═══ Приведённый текст

Отдавались швартовы, и баржа накрепко крепилась к пирсу до следующего своего выхода в «открытое» море.
А внизу, у самой кромки воды, жила своей жизнью маленькая воинская часть.
Только сейчас представляю насколько тяжко жить на виду у публики, которая расселась на парапете и вникает во все подробности жизни мужской семьи. Даже в гальюн, они ходили под наблюдением десятков пар глаз.
Сидели на парапете обычно мы втроём, а иногда к нам «пристраивался» сосед. Пацанчик намного младше нас. Нам с ним было совсем не интересно. А дел на территории было хоть отбавляй.
Надо было поискать, у кромки воды «балберки». Это куски какого-то очень мягкого и очень лёгкого дерева.
И этих «балберок» можно было вырезать какую-нибудь лодочку или даже кораблик.
Правда, почти всегда мешала дырка посреди. Ведь «балберки» были поплавками на сетях рыбаков.
Далее, можно было попытаться проникнуть на пароходы, которые стояли здесь же, у «каменной пристани».
Их было три. Они стояли носами в море, которое им уже было не суждено увидеть. Три парохода, накрепко связанные друг с другом и навсегда причаленные к берегу.
На крайний, левый пароход вёл трап, который нам ни разу не удалось преодолеть.
На пароходах жили люди.
Это были беженцы с оккупированных фашистами территорий.
Жили там, в основном женщины. Были и мужчины, но их было мало.
Утром, мы не видели когда, уходили, а поздно вечером возвращались. Поднимались по трапу, а потом разносился запах готовящейся еды. Чаще всего жареной картошки. Днём на верёвках сохли какие-то вещи, бельё. И было тихо.
А нам туда ход был закрыт. Ни разу мы не смогли проникнуть на эти пароходы – общаги.
Вы можете представить себе жизнь в металлических коробках, как летом, так и зимой?
И гоняли нас со страшной силой.
Потом, в году где-то сорок шестом, их стащили буксиры и уволокли. Говорили, что они стали основой будущих «Нефтяных камней», а тогда «Острова семи кораблей». Нам надо было обязательно зайти и посмотреть на катера, которые стояли чуть дальше.
Напротив причала катеров были две бетонных глыбы, которые очень, ну очень интересовали нас. Они были высотой примерно метра три – четыре, правильной формы и имели откосы в сторону моря. Но, несмотря на наши желания и попытки, на вершину этих «колоссов» подняться мы так и не смогли.По всей вероятности это были остатки «школы морских авиаторов».

══════

● Задания:
#1 Ответьте по приведённому тексту на следующие вопросы:
(a) Сколько пароходов стояло у «каменной пристани»?
(b) Кем были люди, жившие на пароходах?
(c) Какой примерно высоты были бетонные глыбы напротив причала катеров?
#2 Перепишите без изменений часть приведённого текста, которая начинается со слов «Далее, можно было» и заканчивается словами «пароходы – общаги.».
#3 Определите, соответствует ли каждое утверждение приведённому тексту, и ответьте «да» или «нет», подтвердив ответ точной цитатой:
(a) Баржу крепили к пирсу до следующего выхода в море.
(b) По трапу на крайний левый пароход удалось подняться.
(c) На пароходах жили в основном женщины.

═══ Фрагмент источника

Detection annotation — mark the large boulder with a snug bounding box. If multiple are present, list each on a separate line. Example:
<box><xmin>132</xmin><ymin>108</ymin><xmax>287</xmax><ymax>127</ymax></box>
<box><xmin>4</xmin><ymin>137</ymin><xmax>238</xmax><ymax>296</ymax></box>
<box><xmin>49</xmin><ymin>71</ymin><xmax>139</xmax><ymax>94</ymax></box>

══════

● Ответы к заданиям:
#1
(a) Три.
(b) Беженцами с оккупированных фашистами территорий.
(c) Примерно три–четыре метра.

#2
Далее, можно было попытаться проникнуть на пароходы, которые стояли здесь же, у «каменной пристани».
Их было три. Они стояли носами в море, которое им уже было не суждено увидеть. Три парохода, накрепко связанные друг с другом и навсегда причаленные к берегу.
На крайний, левый пароход вёл трап, который нам ни разу не удалось преодолеть.
На пароходах жили люди.
Это были беженцы с оккупированных фашистами территорий.
Жили там, в основном женщины. Были и мужчины, но их было мало.
Утром, мы не видели когда, уходили, а поздно вечером возвращались. Поднимались по трапу, а потом разносился запах готовящейся еды. Чаще всего жареной картошки. Днём на верёвках сохли какие-то вещи, бельё. И было тихо.
А нам туда ход был закрыт. Ни разу мы не смогли проникнуть на эти пароходы – общаги.

#3
(a) Да: «Отдавались швартовы, и баржа накрепко крепилась к пирсу до следующего своего выхода в «открытое» море».
(b) Нет: «На крайний, левый пароход вёл трап, который нам ни разу не удалось преодолеть».
(c) Да: «Жили там, в основном женщины».